***** Input data *****
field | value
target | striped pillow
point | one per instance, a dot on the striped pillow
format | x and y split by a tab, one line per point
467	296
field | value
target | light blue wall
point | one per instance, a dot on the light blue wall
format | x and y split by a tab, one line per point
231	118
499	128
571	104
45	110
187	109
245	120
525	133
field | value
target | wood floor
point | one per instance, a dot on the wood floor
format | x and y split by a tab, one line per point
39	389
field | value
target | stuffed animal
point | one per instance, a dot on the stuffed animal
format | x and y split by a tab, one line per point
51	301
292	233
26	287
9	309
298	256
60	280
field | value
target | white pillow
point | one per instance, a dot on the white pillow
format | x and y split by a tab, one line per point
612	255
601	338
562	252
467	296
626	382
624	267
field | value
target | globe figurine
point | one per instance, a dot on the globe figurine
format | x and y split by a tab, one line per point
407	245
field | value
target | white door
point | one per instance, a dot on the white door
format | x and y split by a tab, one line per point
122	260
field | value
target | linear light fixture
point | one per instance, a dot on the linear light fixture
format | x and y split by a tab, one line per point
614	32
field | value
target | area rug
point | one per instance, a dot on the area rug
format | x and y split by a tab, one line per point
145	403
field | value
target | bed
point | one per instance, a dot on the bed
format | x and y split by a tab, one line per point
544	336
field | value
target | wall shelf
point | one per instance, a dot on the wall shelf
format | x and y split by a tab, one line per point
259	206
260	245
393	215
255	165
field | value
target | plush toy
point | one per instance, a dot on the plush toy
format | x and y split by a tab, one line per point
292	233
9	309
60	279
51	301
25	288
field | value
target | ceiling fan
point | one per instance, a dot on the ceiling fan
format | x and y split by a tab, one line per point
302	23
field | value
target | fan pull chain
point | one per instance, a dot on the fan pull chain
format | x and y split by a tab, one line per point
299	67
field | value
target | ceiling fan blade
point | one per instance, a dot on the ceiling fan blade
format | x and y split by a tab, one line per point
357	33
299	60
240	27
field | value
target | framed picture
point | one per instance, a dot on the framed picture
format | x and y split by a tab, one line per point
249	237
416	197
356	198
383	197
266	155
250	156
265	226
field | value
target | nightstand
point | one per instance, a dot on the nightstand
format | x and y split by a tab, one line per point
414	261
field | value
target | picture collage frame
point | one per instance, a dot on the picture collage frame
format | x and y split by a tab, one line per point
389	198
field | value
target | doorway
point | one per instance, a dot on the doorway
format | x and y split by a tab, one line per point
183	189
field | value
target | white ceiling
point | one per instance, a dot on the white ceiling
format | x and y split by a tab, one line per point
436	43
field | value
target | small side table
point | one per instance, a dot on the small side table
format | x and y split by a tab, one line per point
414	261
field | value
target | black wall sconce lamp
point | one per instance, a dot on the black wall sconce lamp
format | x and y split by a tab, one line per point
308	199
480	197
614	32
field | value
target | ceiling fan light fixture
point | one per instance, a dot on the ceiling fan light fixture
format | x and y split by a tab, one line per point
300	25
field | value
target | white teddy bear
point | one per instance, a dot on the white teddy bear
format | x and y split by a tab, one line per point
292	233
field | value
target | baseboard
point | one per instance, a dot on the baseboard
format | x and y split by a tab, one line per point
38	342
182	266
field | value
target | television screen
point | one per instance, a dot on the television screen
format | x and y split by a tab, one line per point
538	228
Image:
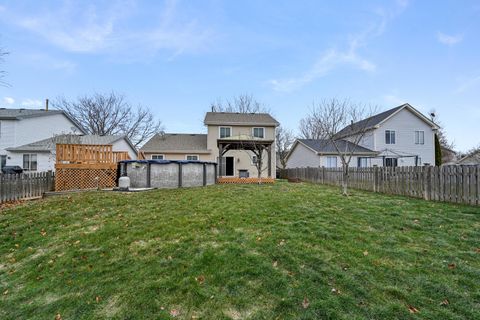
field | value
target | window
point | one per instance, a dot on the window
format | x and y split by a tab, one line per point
30	162
225	132
419	137
389	137
391	162
362	162
259	132
331	162
192	157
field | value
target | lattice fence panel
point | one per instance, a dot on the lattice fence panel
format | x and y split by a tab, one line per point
74	178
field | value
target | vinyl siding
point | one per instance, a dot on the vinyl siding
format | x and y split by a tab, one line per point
405	123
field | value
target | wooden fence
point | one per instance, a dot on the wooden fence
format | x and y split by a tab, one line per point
25	186
81	166
458	184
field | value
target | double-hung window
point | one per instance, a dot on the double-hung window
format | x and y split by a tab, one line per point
225	132
389	137
419	137
192	157
259	133
30	162
331	162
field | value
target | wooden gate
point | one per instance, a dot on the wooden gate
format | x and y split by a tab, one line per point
81	166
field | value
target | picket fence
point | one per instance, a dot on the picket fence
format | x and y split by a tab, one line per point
25	185
457	184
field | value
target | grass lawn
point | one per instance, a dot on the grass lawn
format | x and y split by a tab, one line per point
283	251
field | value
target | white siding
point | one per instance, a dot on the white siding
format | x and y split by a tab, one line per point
302	156
405	123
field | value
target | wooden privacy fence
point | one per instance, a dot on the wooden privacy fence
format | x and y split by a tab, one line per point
81	166
25	185
458	184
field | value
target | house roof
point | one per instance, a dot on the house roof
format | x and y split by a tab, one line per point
326	146
47	145
235	118
176	142
19	114
376	120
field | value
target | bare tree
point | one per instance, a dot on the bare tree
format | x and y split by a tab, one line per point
341	124
111	114
244	103
283	140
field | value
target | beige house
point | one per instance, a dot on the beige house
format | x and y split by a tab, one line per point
232	141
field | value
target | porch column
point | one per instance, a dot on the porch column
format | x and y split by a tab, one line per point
220	154
269	157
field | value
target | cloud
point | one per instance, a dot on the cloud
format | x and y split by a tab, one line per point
467	84
8	100
449	40
32	103
114	29
349	57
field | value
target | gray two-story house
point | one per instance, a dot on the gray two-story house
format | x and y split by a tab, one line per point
401	136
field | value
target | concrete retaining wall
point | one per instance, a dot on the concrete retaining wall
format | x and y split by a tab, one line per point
169	174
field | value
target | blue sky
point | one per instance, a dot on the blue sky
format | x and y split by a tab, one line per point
178	56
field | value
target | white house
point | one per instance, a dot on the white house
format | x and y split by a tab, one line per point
401	136
44	150
22	126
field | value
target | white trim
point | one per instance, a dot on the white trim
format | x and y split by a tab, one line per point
151	156
253	132
192	155
219	130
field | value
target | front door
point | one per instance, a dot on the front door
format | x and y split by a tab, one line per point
229	166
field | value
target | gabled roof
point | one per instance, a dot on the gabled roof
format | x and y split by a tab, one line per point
47	145
176	142
376	120
19	114
239	119
326	146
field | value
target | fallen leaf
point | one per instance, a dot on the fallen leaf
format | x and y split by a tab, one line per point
412	309
305	303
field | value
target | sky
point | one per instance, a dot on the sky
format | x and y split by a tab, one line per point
176	57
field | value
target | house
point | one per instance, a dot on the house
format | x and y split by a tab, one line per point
230	141
23	126
473	158
401	136
42	153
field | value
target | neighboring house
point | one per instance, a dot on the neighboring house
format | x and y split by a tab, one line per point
471	159
401	136
44	150
23	126
449	156
226	131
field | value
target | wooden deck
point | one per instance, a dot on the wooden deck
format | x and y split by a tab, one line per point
227	180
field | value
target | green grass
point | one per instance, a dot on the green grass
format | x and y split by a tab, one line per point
239	252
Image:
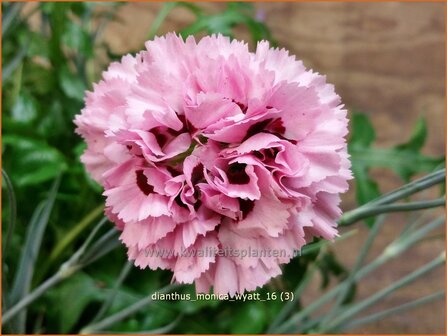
*****
Objective:
Pull out every line in the entries above that contains the string "collage", and copy each one as a line of its own.

Solution for this exercise:
target | picture collage frame
point | one per instance, a dot on the picture collage frame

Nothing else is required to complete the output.